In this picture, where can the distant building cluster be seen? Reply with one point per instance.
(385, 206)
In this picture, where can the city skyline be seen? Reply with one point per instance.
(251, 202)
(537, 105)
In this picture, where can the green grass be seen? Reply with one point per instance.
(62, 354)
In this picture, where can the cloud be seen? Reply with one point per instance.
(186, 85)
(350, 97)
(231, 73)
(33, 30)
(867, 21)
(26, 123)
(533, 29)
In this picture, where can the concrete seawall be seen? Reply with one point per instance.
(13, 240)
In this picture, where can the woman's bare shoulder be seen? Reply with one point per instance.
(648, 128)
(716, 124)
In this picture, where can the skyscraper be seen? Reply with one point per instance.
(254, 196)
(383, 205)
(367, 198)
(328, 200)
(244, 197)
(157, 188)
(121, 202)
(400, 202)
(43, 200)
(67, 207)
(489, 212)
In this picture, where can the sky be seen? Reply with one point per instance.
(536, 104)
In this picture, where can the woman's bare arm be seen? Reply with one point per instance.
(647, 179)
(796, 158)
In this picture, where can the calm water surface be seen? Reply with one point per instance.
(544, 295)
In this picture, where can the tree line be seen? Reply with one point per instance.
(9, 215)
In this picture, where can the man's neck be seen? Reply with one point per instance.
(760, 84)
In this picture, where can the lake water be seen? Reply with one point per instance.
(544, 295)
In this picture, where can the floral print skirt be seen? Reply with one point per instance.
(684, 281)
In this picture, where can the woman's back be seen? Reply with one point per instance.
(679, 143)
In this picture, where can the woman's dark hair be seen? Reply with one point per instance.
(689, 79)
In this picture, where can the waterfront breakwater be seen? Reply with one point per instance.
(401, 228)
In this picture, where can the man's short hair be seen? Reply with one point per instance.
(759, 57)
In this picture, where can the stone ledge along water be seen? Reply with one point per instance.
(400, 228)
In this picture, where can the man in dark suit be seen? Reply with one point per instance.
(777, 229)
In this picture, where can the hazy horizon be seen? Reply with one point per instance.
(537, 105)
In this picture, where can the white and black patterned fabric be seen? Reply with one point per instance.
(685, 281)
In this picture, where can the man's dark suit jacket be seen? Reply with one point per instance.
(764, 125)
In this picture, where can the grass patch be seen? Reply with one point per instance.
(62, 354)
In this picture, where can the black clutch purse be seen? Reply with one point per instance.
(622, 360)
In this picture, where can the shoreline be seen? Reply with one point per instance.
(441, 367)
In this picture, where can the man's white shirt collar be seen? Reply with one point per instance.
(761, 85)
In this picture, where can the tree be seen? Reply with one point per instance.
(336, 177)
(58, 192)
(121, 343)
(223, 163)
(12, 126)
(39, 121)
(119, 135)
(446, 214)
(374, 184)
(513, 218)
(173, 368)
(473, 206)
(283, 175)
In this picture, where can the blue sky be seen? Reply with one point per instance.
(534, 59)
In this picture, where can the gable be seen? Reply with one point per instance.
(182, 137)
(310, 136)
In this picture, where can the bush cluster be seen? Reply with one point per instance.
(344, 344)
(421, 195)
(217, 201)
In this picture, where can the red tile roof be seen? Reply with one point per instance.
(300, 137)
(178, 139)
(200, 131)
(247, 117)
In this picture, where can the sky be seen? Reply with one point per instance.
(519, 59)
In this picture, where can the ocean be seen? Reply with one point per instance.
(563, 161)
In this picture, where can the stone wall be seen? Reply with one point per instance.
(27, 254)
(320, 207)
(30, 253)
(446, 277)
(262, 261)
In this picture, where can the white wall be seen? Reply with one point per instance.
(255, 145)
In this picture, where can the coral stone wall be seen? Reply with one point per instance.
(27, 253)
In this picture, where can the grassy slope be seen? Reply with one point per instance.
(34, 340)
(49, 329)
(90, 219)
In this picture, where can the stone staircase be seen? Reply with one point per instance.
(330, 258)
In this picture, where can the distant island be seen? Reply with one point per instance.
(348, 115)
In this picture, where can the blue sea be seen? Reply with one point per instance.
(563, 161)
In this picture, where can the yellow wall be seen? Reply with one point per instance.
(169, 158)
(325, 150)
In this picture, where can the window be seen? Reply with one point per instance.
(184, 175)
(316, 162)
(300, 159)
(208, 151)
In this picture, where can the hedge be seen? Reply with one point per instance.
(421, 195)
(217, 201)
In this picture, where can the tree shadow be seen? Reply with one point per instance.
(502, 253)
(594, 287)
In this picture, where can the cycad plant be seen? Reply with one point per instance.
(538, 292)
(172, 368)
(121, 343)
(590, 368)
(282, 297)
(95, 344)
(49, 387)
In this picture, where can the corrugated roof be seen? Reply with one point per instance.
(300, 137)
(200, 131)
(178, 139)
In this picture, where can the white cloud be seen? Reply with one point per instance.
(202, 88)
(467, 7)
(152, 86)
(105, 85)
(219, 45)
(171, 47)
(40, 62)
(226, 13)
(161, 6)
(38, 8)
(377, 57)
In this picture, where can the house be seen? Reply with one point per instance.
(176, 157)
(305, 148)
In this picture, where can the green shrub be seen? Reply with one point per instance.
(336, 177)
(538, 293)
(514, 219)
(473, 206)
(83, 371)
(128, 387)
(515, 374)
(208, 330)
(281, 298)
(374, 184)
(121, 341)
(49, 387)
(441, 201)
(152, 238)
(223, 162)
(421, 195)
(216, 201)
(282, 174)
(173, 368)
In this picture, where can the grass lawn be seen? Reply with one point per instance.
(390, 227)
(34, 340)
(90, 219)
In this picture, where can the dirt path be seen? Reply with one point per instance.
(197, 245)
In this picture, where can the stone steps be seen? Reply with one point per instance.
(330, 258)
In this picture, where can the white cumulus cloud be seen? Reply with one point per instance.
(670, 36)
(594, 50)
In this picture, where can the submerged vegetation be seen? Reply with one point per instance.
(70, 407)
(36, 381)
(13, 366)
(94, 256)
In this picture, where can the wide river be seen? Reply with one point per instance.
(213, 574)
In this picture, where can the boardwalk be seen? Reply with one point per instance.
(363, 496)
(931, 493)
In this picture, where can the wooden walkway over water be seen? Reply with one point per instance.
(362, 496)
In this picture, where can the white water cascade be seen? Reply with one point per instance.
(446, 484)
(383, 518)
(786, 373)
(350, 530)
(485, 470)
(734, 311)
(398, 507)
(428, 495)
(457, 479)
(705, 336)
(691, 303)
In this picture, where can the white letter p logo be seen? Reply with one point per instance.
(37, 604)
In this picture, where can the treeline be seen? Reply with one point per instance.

■ ■ ■ ■ ■

Reproduce every line of the data above, replacing "one point per instance" with "a single point for each instance" wherever it occurs and leaving all other text unchanged.

In this picture, where can the distant building cluster be seen? Reply with a single point for each instance.
(385, 206)
In this picture, where can the city skyline be seen? Reply with a single point for each instance.
(251, 202)
(537, 105)
In this picture, where can the green grass be seen? Reply with a single point for each instance.
(62, 354)
In this picture, where can the cloud be seen? Reply with a single point for each instance.
(186, 85)
(350, 97)
(231, 73)
(33, 30)
(867, 21)
(26, 123)
(533, 29)
In this picture, where can the concrete seawall be seen? Reply with a single point for each instance.
(13, 240)
In this picture, where can the woman's bare shoulder be seen? Reply with a single point for each instance.
(648, 128)
(716, 124)
In this picture, where can the skyscraper be seen? Reply with a single point for each instance.
(254, 196)
(383, 205)
(367, 198)
(328, 200)
(244, 197)
(157, 188)
(121, 202)
(400, 202)
(43, 200)
(67, 207)
(489, 212)
In this picture, where can the sky be seen? Reply with a single point for each instance.
(536, 104)
In this picture, where can the woman's bare arm be seen? Reply with a single point for each instance.
(647, 179)
(796, 158)
In this picture, where can the calm water surface be seen? Reply with a single point for each instance.
(544, 295)
In this picture, where can the tree line be seen? Reply with a single point for each instance.
(9, 215)
In this picture, where can the man's neck be seen? Reply with a single point for each instance.
(760, 84)
In this picture, where can the lake water be seen? Reply with a single point for each instance.
(544, 295)
In this picture, where can the floral print skirt be seen? Reply with a single point for each instance.
(684, 281)
In this picture, where can the woman's back be seen? Reply with a single point for each instance.
(679, 143)
In this picture, where can the woman's dark hair be seen? Reply with a single point for each instance.
(689, 79)
In this picture, where can the waterfront breakwater be seen? Reply with a single point for each instance.
(401, 228)
In this picture, where can the man's short hair be seen? Reply with a single point for each instance.
(759, 57)
In this picture, where can the stone ledge along water be seen? Reply with a single point for each instance.
(400, 228)
In this picture, where can the man in dark suit be seen? Reply with a single point for each instance.
(777, 229)
In this picture, where can the hazy horizon be seen? Reply with a single point for each instance.
(537, 105)
In this picture, where can the white and black patterned fabric be seen? Reply with a single point for each instance.
(685, 281)
In this picture, where can the man's dark suit jacket be seen? Reply with a single point for each instance.
(764, 125)
In this picture, where can the grass patch be seen? Reply with a single point for each instance.
(62, 354)
In this picture, where can the black clutch purse be seen? Reply with a single point for each instance.
(622, 360)
In this picture, where can the shoreline be seen? Reply with a single point for each instance.
(441, 367)
In this picture, where can the man's white shirt collar be seen? Reply with a single point for each instance.
(761, 85)
In this picture, where can the tree be seen? Reply with a single point for each instance.
(336, 177)
(58, 192)
(121, 343)
(223, 163)
(12, 126)
(39, 121)
(119, 135)
(446, 214)
(374, 184)
(513, 218)
(173, 368)
(473, 206)
(283, 175)
In this picture, where can the blue sky be seen? Reply with a single point for each instance.
(534, 59)
In this picture, where can the gable be seen? Reply with a single point for each instance.
(182, 137)
(310, 136)
In this picture, where can the bush cluster be seen? Reply with a single point for each instance.
(344, 344)
(421, 195)
(217, 201)
In this picture, where can the red tile roof be seen? Reply with a single point for each instance.
(300, 137)
(178, 139)
(200, 131)
(247, 117)
In this picture, where can the sky be seen? Reply with a single point for each instance.
(519, 59)
In this picture, where can the ocean be seen? Reply with a single point for each instance.
(563, 161)
In this picture, where can the stone wall be seen? Reply with a single point for each instance.
(27, 254)
(320, 207)
(30, 253)
(446, 277)
(262, 261)
In this picture, where can the white wall be seen? Reply with a single point for each instance.
(255, 145)
In this picture, where can the coral stone wall be seen? Reply with a single point for each instance.
(27, 253)
In this picture, where can the grassy slope be seen? Reply with a single point for each instance.
(34, 340)
(49, 329)
(90, 219)
In this picture, where can the stone staircase be seen? Reply with a single point for each instance.
(330, 258)
In this picture, where can the distant island be seen? Reply with a single point for each instance.
(348, 115)
In this picture, where can the blue sea be seen? Reply with a single point for each instance.
(563, 161)
In this picture, where can the yellow wall be seen? Reply with a single point for each instance.
(169, 158)
(325, 150)
In this picture, where can the window be seen? Reply with a single point for each instance.
(184, 175)
(316, 162)
(300, 159)
(208, 151)
In this picture, where can the hedge be seen? Reply with a single point for each instance.
(421, 195)
(217, 201)
In this picture, where can the tree shadow be seen? Reply with a single point for each instance.
(502, 253)
(594, 287)
In this picture, where can the cycad plant be seen? Reply with a single point for each instance.
(538, 292)
(172, 368)
(121, 343)
(590, 368)
(282, 297)
(95, 344)
(49, 387)
In this picture, where can the corrugated roof be seen? Reply with a single point for each instance.
(300, 137)
(200, 131)
(178, 139)
In this picture, where can the white cloud be seen? Reply with a single point for each instance.
(202, 88)
(467, 7)
(152, 86)
(105, 85)
(219, 45)
(171, 47)
(40, 62)
(226, 13)
(161, 6)
(38, 8)
(377, 57)
In this picture, where can the house be seen? Reply with a single point for each instance.
(176, 157)
(305, 148)
In this picture, where can the green shrub be seen? Reply with a single point for each instance.
(336, 177)
(538, 293)
(514, 219)
(473, 206)
(83, 371)
(128, 387)
(515, 374)
(208, 330)
(281, 298)
(374, 184)
(121, 341)
(49, 387)
(441, 201)
(152, 238)
(223, 162)
(421, 195)
(216, 201)
(282, 174)
(173, 368)
In this picture, where can the grass lawn be seen? Reply with a single point for each instance.
(390, 227)
(34, 340)
(90, 219)
In this picture, where can the dirt path be seen? Reply with a single point for each instance.
(197, 245)
In this picture, where can the stone steps be seen? Reply with a single point for each instance.
(330, 258)
In this picture, where can the white cumulus cloud be seen? Reply with a single point for each instance.
(670, 36)
(594, 50)
In this picture, where can the submerged vegetation be seen? Reply with a single point for each instance.
(70, 407)
(36, 381)
(13, 366)
(94, 256)
In this picture, where can the wide river be seen? Reply with a single point for each instance.
(213, 574)
In this picture, where can the boardwalk be seen? Reply with a single point for each instance.
(363, 496)
(931, 493)
In this picture, where can the wooden walkway over water be seen? Reply with a single point for each instance.
(362, 496)
In this picture, where can the white water cascade be seen? Reply with a single point for each instance.
(446, 484)
(383, 518)
(786, 373)
(350, 530)
(485, 470)
(734, 311)
(398, 507)
(428, 495)
(457, 479)
(705, 336)
(691, 303)
In this picture, where can the white letter p logo be seen? Reply with a single point for each instance.
(37, 604)
In this picture, where can the treeline be seen? Reply with a single point for each instance.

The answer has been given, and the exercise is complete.